Problem statement>
Restate word for word the lines of the records below, starting at the line that contains "Target: cloud" and ending at the line that contains "Annotation task — tag each instance of the concrete", with both of those lines included and nothing else.

Record extracts>
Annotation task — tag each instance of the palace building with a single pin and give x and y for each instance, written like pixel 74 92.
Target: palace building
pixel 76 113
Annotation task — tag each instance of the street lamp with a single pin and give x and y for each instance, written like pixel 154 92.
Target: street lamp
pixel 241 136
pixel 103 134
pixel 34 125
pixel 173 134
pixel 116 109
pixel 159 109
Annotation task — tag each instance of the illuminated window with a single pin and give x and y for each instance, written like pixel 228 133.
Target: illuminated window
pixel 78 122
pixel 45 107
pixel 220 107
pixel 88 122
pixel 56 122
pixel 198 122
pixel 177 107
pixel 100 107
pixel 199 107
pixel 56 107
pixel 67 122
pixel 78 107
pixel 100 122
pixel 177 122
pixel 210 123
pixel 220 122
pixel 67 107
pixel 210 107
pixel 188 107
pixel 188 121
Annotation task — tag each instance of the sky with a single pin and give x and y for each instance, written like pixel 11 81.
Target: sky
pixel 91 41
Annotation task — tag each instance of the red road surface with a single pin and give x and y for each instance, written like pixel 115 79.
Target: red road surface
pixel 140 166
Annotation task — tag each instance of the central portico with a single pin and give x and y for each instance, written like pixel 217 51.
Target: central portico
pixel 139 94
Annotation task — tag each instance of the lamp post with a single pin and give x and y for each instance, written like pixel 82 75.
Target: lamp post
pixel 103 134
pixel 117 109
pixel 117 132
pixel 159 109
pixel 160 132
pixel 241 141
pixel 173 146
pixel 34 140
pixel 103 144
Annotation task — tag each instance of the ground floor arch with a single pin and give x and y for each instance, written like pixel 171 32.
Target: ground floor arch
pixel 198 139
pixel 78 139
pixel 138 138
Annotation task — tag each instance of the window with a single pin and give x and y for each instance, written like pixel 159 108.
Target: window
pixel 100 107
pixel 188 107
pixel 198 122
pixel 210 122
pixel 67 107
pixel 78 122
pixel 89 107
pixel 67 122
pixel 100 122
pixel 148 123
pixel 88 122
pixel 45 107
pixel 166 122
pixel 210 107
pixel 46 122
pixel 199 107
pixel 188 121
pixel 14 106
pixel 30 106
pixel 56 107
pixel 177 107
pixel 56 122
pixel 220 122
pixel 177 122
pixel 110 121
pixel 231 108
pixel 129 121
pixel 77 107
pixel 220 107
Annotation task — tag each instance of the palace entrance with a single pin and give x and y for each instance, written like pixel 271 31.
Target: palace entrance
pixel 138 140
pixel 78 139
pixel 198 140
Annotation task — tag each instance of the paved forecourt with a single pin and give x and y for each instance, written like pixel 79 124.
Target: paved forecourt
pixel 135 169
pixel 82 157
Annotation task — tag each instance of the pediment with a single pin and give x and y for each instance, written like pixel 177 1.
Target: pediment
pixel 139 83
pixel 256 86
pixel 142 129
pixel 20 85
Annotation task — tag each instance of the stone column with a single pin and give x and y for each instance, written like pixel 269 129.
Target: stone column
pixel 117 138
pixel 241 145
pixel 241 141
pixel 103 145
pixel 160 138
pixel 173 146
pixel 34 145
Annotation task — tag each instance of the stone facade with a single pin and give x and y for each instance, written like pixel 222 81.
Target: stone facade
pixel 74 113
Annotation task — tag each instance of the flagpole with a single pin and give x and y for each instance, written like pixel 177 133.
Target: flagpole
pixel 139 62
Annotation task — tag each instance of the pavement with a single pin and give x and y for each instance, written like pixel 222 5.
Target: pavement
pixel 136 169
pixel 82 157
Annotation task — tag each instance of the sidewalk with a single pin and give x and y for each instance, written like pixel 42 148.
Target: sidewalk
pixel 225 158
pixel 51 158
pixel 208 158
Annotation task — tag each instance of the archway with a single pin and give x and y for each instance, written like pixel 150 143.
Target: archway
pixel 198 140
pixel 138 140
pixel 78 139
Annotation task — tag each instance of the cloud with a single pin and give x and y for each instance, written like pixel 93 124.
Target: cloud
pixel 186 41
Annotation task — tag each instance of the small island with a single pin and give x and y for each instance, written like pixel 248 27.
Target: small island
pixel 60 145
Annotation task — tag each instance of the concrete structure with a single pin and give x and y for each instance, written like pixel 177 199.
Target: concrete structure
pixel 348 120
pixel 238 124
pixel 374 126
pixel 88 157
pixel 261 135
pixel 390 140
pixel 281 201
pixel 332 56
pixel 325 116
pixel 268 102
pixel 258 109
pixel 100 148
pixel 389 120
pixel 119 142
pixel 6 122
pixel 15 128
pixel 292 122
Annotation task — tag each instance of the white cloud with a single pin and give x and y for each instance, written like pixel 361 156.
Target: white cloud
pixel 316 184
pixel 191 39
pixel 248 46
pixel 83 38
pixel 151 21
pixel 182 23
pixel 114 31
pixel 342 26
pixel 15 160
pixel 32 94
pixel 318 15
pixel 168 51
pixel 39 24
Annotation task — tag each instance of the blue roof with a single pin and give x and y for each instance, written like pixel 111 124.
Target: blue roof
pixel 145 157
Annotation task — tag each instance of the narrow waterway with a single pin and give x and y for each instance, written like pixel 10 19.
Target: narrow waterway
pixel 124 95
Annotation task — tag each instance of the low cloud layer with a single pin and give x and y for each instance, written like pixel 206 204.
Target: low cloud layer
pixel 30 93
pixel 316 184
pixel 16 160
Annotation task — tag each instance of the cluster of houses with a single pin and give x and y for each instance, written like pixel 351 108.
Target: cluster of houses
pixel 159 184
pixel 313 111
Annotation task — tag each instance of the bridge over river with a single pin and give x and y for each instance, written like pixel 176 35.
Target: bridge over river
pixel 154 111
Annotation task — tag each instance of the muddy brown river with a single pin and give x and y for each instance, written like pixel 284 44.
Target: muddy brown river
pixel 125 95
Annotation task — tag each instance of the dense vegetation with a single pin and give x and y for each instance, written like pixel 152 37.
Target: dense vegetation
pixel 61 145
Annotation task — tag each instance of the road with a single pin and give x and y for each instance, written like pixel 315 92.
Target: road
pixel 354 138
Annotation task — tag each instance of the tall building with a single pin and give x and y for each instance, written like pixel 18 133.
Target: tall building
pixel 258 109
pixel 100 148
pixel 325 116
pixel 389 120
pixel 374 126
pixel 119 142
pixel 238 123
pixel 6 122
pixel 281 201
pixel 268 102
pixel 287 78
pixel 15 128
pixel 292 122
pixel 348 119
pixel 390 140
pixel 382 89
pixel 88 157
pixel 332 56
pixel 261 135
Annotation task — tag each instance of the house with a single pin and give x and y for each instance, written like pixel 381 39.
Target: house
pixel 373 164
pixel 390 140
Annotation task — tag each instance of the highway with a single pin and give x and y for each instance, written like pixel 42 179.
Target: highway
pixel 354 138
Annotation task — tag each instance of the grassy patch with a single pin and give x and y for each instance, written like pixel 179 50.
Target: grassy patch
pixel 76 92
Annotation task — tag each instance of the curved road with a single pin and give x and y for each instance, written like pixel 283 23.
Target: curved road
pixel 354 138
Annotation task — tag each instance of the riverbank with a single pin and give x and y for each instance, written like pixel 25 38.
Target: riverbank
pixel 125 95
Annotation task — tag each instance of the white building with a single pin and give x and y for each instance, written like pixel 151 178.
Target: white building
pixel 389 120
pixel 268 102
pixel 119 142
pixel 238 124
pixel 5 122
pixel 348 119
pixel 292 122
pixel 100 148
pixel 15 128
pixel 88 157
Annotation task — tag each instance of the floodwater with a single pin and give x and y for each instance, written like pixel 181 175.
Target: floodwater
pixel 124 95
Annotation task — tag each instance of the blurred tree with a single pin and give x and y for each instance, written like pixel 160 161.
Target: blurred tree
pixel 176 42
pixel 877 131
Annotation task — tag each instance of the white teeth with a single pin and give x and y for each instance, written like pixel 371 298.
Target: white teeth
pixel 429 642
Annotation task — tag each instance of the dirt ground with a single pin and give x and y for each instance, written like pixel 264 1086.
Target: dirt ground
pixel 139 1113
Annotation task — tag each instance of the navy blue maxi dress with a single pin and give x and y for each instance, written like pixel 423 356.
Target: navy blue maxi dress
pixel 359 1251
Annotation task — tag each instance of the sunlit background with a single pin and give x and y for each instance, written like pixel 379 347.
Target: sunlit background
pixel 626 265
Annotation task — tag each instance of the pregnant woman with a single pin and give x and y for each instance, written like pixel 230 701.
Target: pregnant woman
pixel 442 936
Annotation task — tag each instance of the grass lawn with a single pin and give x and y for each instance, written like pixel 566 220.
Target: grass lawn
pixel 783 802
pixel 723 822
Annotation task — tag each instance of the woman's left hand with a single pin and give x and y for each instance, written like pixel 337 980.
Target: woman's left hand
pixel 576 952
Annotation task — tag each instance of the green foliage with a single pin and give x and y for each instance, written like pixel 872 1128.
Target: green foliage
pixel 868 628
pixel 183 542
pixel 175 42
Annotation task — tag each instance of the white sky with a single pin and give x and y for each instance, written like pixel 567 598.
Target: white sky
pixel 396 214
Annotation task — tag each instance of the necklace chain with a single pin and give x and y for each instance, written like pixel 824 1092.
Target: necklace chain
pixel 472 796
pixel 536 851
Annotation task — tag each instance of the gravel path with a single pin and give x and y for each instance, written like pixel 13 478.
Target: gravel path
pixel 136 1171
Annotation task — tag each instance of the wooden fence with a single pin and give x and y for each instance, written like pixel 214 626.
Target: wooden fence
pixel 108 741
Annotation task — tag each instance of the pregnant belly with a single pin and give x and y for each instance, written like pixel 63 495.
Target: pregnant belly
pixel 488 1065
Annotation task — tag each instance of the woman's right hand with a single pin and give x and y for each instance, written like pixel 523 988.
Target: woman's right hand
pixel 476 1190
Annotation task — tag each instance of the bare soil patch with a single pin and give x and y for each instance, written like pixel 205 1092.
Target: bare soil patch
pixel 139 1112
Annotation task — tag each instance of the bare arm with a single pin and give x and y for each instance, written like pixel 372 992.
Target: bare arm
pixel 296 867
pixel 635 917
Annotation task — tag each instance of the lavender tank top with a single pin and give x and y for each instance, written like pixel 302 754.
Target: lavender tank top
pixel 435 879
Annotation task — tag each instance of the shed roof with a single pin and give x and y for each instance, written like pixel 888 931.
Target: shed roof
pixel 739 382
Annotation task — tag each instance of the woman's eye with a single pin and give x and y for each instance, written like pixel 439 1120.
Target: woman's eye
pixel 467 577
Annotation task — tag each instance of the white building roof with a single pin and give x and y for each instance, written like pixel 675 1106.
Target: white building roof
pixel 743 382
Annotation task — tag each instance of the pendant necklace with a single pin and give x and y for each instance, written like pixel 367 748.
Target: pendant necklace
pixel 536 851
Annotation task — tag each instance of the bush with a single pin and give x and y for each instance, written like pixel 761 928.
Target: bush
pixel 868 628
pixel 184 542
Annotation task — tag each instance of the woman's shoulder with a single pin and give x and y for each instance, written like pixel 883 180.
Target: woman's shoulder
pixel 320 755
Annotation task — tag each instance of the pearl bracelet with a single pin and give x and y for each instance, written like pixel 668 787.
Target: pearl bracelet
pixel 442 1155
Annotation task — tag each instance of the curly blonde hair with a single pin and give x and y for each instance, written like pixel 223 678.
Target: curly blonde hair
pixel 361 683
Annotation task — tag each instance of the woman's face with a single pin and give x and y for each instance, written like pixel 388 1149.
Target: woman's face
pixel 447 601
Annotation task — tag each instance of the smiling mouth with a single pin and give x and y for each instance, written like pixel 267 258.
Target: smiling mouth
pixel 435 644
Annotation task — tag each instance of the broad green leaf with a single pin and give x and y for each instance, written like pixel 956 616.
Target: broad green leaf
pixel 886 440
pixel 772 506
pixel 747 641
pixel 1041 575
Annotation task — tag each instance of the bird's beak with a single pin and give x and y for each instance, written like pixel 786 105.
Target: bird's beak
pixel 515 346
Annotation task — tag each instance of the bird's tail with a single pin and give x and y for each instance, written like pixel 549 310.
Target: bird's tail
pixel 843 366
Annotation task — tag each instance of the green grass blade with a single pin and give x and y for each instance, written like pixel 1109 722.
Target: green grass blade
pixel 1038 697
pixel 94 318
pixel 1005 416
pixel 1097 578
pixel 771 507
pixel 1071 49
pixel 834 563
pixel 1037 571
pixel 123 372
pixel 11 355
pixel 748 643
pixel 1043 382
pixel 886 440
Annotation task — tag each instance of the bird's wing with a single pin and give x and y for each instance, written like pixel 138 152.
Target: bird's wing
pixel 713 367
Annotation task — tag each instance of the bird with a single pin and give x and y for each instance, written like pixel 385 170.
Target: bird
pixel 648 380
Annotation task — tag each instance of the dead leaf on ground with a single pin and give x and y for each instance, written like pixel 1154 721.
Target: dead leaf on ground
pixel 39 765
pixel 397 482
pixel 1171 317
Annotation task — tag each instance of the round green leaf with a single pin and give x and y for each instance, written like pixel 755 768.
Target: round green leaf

Solution below>
Target: cloud
pixel 186 41
Annotation task — tag each instance of the small island with a single pin and give x and y for each instance, written like pixel 248 27.
Target: small island
pixel 60 145
Annotation task — tag each instance of the concrete structure with a single pin and give x and y for each instance, written like pixel 177 199.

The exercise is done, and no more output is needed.